/---

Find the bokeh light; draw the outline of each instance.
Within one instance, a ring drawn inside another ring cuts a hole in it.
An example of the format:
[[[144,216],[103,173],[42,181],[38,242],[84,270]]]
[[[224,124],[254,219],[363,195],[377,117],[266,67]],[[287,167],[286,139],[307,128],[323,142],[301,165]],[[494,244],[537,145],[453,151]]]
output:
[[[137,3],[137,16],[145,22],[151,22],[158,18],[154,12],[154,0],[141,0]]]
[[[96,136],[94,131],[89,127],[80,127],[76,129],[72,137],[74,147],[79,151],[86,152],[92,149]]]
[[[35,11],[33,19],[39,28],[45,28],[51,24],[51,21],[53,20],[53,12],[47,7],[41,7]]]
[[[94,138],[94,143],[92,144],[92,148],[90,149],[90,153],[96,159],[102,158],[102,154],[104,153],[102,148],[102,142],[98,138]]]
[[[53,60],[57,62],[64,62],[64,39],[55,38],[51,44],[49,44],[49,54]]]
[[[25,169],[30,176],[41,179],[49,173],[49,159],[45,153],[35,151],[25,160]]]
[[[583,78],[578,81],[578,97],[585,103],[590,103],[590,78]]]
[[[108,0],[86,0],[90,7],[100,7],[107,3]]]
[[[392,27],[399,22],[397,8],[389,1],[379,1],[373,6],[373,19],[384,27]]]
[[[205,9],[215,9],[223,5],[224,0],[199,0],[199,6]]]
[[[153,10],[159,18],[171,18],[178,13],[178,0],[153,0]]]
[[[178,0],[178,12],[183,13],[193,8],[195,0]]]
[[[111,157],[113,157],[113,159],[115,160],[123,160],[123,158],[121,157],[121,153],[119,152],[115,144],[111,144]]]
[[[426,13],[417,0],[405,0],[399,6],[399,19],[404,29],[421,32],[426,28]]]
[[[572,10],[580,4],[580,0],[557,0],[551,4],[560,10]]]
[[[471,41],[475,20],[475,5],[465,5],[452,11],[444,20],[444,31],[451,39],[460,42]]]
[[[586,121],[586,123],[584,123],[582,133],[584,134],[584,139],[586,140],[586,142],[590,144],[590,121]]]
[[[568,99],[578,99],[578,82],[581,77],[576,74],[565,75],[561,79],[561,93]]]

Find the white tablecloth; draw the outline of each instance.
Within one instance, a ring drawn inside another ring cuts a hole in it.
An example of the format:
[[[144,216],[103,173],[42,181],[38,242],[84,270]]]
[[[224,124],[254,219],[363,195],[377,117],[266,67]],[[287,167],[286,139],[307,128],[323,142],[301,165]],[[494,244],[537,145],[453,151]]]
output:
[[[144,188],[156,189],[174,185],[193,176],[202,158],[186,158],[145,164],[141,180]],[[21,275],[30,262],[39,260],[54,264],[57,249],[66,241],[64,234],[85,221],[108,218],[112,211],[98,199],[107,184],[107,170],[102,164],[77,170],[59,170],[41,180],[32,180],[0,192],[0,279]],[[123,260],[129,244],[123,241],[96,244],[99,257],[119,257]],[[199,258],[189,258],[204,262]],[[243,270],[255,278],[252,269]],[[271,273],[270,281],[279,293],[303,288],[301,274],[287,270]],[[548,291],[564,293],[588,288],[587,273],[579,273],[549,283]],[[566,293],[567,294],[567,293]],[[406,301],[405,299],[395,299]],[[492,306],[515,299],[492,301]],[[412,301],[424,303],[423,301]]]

\---

■ Your objective
Transcribe the data above so that every line matches exactly.

■ Your solution
Find the bokeh light; draw the outline of each instance.
Within one instance, a ring drawn inside another ring cuts a hole in it.
An example of the format:
[[[144,216],[103,173],[42,181],[38,242],[84,270]]]
[[[224,124],[254,219],[363,195],[377,117],[266,67]],[[287,167],[286,139],[307,128],[323,142],[301,165]],[[494,244],[537,145],[453,151]]]
output:
[[[137,3],[137,16],[145,22],[151,22],[158,18],[154,12],[154,0],[141,0]]]
[[[96,136],[94,131],[89,127],[80,127],[76,129],[72,137],[74,147],[79,151],[86,152],[92,149]]]
[[[35,11],[33,19],[39,28],[45,28],[51,24],[51,21],[53,20],[53,12],[47,7],[41,7]]]
[[[94,138],[94,143],[92,144],[92,148],[90,149],[90,153],[96,159],[102,158],[102,154],[104,153],[102,148],[102,142],[98,138]]]
[[[53,60],[57,62],[64,62],[64,39],[55,38],[51,44],[49,44],[49,54]]]
[[[25,169],[30,176],[41,179],[49,173],[49,159],[45,153],[35,151],[25,160]]]
[[[583,78],[578,81],[578,97],[585,103],[590,103],[590,78]]]
[[[108,0],[86,0],[90,7],[100,7],[107,3]]]
[[[392,27],[399,22],[397,8],[389,1],[379,1],[373,6],[373,19],[384,27]]]
[[[205,9],[215,9],[223,5],[224,0],[199,0],[199,6]]]
[[[153,10],[159,18],[171,18],[178,13],[178,0],[153,0]]]
[[[178,0],[178,12],[183,13],[193,8],[195,0]]]
[[[111,157],[113,157],[113,159],[115,160],[123,160],[123,158],[121,157],[121,153],[119,152],[115,144],[111,144]]]
[[[426,13],[417,0],[405,0],[399,6],[399,19],[404,29],[421,32],[426,28]]]
[[[572,10],[580,4],[580,0],[557,0],[551,4],[560,10]]]
[[[471,41],[475,20],[475,5],[465,5],[452,11],[444,20],[444,31],[451,39],[460,42]]]
[[[586,121],[586,123],[584,123],[582,133],[584,134],[584,139],[586,140],[586,142],[590,144],[590,121]]]
[[[568,99],[578,99],[578,82],[581,77],[576,74],[565,75],[561,79],[561,93]]]

Find the white tablecloth; draw the outline of each instance.
Within one instance, a ring drawn inside another ring cuts a hole in it.
An example of the format:
[[[144,216],[103,173],[42,181],[38,242],[84,270]]]
[[[224,124],[254,219],[363,195],[377,117],[266,67]],[[287,167],[286,139],[307,128],[323,142],[301,165]],[[494,244],[537,145],[453,151]]]
output:
[[[144,188],[156,189],[174,185],[193,176],[202,158],[186,158],[145,164],[141,180]],[[21,275],[30,262],[39,260],[54,264],[57,249],[66,241],[64,234],[85,221],[108,218],[112,211],[98,199],[107,184],[107,170],[102,164],[77,170],[59,170],[41,180],[32,180],[0,192],[0,279]],[[123,260],[129,244],[123,241],[96,244],[99,257],[119,257]],[[199,258],[189,258],[204,262]],[[243,270],[255,278],[252,269]],[[271,273],[270,281],[279,293],[303,288],[301,274],[287,270]],[[548,291],[564,293],[588,288],[587,273],[579,273],[549,283]],[[566,293],[567,294],[567,293]],[[406,301],[405,299],[395,299]],[[492,306],[515,299],[492,301]],[[412,301],[424,303],[423,301]]]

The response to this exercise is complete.